═══ TASK DATA ═══

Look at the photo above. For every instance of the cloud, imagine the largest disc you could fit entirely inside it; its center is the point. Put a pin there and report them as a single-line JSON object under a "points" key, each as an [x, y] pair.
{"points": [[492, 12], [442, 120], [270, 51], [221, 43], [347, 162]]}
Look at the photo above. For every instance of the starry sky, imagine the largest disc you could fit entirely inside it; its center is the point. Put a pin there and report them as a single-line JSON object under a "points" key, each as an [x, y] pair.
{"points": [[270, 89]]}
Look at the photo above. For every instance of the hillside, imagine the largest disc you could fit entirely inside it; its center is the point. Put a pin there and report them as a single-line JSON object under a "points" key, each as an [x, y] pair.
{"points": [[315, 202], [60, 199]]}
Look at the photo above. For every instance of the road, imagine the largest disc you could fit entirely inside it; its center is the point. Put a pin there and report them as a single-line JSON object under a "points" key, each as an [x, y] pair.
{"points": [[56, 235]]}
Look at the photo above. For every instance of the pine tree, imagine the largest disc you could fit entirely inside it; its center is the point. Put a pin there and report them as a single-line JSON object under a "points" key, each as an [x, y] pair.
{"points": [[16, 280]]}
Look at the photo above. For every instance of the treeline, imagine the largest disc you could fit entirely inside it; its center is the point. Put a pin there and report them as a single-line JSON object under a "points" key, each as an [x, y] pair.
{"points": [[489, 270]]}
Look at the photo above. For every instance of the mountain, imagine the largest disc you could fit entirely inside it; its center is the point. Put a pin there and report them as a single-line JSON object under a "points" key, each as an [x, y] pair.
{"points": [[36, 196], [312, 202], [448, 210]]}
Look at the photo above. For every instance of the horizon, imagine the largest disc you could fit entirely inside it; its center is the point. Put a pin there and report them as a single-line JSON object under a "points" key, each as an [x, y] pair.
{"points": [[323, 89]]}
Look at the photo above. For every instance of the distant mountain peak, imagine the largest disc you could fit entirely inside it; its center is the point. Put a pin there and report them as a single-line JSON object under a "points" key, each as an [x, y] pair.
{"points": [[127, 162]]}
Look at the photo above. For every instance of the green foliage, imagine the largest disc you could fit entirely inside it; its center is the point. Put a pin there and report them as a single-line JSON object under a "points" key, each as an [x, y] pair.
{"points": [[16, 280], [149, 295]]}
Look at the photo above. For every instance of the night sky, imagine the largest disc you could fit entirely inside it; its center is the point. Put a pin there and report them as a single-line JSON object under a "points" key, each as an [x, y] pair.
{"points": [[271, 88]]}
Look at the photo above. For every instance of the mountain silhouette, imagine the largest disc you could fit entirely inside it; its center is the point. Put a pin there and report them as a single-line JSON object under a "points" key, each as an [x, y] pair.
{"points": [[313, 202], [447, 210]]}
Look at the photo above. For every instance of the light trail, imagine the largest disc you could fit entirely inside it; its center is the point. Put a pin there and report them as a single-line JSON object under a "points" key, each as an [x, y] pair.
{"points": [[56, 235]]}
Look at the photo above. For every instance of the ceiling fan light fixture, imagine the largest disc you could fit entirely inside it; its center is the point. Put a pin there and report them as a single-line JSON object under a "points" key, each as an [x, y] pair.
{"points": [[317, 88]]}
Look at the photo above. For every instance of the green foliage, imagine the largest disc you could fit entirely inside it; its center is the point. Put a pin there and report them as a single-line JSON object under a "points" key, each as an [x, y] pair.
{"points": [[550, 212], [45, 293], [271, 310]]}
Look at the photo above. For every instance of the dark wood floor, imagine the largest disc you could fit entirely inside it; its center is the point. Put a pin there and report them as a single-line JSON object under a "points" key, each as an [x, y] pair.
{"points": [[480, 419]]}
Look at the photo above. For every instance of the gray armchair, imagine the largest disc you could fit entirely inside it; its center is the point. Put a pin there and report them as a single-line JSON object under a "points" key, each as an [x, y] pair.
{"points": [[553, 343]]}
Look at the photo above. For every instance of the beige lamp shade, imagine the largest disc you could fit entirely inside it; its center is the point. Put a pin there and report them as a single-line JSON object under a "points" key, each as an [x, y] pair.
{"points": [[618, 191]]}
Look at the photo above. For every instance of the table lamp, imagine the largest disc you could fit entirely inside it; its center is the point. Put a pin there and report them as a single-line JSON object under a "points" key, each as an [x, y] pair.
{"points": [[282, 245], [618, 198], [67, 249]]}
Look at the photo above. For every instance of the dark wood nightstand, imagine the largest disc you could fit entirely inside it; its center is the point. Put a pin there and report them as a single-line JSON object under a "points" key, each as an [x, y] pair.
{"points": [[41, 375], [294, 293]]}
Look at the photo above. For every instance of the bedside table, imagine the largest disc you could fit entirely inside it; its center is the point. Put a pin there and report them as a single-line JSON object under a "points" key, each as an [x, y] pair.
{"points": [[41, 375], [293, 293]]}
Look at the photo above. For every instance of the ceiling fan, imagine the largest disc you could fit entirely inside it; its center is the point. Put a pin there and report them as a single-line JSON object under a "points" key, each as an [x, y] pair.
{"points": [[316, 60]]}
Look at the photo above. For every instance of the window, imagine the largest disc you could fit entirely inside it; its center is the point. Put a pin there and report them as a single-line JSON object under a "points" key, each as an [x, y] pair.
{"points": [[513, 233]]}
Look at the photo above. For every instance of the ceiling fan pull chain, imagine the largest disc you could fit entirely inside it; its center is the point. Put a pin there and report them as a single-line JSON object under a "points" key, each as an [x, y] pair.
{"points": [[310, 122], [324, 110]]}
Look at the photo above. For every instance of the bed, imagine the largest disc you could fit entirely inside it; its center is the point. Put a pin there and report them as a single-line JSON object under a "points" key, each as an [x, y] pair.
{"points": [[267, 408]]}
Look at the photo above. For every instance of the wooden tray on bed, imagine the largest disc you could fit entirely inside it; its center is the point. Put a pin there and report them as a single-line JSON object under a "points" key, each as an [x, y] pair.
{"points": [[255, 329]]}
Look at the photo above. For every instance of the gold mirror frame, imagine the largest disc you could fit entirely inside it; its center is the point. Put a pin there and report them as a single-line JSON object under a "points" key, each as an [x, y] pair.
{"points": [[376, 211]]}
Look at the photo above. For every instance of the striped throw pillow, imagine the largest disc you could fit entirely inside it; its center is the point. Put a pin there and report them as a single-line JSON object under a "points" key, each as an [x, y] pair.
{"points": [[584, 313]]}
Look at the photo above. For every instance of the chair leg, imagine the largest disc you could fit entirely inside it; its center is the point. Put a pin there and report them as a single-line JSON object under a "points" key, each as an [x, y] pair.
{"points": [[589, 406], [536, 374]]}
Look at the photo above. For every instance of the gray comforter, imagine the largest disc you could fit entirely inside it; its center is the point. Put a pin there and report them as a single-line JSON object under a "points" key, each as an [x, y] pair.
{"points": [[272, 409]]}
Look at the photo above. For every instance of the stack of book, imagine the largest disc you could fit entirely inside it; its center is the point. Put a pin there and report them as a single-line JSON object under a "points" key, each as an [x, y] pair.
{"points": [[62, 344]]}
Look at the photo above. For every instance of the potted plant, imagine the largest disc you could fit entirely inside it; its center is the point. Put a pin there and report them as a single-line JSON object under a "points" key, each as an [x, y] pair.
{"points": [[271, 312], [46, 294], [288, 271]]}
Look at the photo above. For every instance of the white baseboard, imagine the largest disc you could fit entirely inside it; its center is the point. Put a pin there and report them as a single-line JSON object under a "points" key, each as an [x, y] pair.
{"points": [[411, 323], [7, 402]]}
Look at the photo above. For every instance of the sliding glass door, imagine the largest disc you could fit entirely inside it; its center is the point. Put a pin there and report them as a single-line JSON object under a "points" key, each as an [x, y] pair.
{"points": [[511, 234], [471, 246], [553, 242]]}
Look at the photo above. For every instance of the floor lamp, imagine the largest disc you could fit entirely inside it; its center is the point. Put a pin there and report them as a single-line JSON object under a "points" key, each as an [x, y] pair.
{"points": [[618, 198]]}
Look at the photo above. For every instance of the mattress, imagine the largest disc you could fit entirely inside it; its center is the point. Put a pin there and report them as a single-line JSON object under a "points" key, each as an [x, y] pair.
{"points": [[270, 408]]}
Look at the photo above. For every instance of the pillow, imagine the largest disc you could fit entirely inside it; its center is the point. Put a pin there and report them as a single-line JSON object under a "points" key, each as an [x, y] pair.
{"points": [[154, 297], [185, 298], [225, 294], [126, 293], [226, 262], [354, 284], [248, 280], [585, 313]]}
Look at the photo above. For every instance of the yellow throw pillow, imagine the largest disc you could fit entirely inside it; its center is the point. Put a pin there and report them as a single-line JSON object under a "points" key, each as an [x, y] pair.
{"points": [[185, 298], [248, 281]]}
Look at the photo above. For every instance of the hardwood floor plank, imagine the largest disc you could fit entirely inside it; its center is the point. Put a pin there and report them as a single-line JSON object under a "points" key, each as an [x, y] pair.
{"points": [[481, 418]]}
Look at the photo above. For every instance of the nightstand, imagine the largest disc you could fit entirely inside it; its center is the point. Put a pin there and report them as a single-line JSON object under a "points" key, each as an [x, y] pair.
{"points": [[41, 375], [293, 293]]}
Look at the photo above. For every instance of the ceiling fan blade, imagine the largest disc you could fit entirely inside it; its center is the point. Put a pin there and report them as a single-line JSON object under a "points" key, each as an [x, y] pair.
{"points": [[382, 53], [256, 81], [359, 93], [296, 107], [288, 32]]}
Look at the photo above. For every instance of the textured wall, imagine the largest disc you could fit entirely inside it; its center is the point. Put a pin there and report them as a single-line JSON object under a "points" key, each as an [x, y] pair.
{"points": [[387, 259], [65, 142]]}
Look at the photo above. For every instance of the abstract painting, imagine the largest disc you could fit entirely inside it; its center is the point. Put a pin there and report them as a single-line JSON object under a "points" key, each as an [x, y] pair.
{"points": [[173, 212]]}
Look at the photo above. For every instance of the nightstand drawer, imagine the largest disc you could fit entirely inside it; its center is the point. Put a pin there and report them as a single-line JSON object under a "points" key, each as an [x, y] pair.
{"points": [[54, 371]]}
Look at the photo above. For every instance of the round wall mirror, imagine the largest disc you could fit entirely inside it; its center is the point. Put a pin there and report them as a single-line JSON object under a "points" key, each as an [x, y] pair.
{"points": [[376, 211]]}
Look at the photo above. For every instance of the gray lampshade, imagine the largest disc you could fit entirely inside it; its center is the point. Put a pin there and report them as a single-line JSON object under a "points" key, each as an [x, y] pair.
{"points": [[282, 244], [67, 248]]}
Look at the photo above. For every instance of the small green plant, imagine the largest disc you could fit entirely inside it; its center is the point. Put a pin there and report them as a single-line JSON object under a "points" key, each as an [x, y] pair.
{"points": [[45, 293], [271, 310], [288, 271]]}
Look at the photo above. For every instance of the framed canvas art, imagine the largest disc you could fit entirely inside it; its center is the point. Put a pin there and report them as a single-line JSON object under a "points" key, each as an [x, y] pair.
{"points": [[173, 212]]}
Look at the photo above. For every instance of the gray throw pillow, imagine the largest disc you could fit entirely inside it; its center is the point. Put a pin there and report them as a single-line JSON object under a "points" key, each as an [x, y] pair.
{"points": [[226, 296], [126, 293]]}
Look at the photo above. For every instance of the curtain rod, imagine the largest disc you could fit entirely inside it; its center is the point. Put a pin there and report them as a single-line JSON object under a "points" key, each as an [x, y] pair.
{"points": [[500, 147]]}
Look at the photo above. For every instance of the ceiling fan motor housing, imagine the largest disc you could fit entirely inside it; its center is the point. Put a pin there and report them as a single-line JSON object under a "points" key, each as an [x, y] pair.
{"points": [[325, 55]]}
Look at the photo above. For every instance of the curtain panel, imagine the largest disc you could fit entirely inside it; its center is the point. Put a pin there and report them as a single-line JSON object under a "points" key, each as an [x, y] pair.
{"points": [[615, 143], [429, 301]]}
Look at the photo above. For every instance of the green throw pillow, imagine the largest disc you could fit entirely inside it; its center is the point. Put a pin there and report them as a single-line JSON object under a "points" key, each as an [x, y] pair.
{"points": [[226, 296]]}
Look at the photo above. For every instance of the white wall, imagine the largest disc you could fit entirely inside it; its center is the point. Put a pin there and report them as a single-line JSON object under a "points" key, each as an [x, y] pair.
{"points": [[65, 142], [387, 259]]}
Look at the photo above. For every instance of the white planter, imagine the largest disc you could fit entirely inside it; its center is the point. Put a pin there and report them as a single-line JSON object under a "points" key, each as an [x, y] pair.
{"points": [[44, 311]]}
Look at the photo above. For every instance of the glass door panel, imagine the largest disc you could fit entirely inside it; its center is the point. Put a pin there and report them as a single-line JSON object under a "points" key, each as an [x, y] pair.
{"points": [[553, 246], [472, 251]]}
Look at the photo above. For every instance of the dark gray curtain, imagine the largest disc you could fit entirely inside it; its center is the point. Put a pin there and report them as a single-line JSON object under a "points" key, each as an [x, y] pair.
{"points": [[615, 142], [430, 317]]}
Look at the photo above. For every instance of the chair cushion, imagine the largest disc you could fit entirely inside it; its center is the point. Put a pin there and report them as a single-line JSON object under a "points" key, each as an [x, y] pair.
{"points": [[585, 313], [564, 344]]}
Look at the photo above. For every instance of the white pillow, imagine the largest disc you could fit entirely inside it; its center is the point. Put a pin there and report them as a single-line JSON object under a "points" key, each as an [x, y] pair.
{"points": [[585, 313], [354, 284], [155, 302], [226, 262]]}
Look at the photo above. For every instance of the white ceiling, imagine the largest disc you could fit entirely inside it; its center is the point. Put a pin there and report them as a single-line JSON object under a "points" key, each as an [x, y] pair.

═══

EXERCISE DETAILS -
The response must contain exactly the lines from the one with "chair cushion, imagine" to the end of the entries above, both included, and nothing more.

ANSWER SECTION -
Look at the photo above. For every instance of the chair cushion, imagine the largest disc you could fit entirely inside it; its center is the point. Put a pin there and report them as a single-line JSON object under a "points" key, each as an [x, y] pair.
{"points": [[585, 313], [564, 344]]}
Look at the photo above. For every instance of the white pillow, imagine the largest disc you could fit entirely inside it; its center is the point. Put a pin there and report them as a single-line JSON object under a "points" key, each as an [x, y] pair.
{"points": [[585, 313], [354, 284], [155, 302], [226, 262]]}
Look at the photo above. For every instance of the white ceiling, imagine the largest disc you could fit entirely inside it; its center is the point. Put a pin there and report them as a single-line JSON object under a "points" key, each as an [x, y] pair.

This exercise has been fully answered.